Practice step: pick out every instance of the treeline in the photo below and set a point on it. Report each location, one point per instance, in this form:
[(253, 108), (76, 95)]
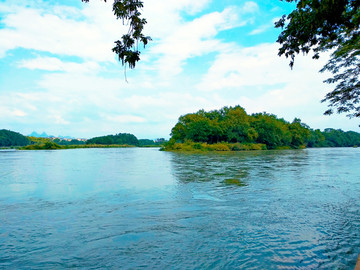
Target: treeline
[(119, 139), (10, 138), (234, 125)]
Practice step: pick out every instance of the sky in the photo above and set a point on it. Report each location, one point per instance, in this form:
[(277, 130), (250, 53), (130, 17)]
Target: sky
[(58, 74)]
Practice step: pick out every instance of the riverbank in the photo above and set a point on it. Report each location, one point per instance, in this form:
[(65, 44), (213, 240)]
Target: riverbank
[(190, 146), (54, 146)]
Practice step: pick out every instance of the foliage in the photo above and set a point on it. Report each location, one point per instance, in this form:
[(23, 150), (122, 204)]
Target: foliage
[(121, 139), (68, 142), (48, 145), (127, 49), (231, 129), (327, 25), (190, 146), (339, 138), (234, 125), (151, 143), (11, 138)]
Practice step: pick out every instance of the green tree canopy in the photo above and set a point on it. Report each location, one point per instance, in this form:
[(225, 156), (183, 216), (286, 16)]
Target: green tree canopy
[(327, 25), (121, 139), (127, 48)]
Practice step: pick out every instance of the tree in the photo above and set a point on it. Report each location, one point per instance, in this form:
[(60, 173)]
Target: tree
[(127, 48), (327, 25)]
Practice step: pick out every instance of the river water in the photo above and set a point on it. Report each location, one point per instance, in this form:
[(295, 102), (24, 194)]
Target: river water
[(135, 208)]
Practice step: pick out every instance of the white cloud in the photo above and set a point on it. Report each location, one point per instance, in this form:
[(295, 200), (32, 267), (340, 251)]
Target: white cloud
[(260, 29), (55, 64), (59, 33)]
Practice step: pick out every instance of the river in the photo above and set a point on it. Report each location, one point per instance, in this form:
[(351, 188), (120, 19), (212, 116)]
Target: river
[(132, 208)]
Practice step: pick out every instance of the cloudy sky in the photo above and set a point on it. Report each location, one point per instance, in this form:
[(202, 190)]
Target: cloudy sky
[(59, 75)]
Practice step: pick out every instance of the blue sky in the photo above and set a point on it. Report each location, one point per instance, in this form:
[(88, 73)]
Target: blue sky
[(59, 75)]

- _Exercise_
Copy the records again, starting with the line that contains "Practice step: pick out every instance of the tree in" and going on through the line that contains "[(127, 48), (327, 25)]", requests included. Raise every coordinate in the answers by 126, and leave the requests and their format samples unchanged.

- _Result_
Practice step: pick out every instance of the tree in the photo above and set a point on it. Report each location, one point per instance, in this form:
[(60, 173)]
Target: tree
[(253, 174), (453, 151)]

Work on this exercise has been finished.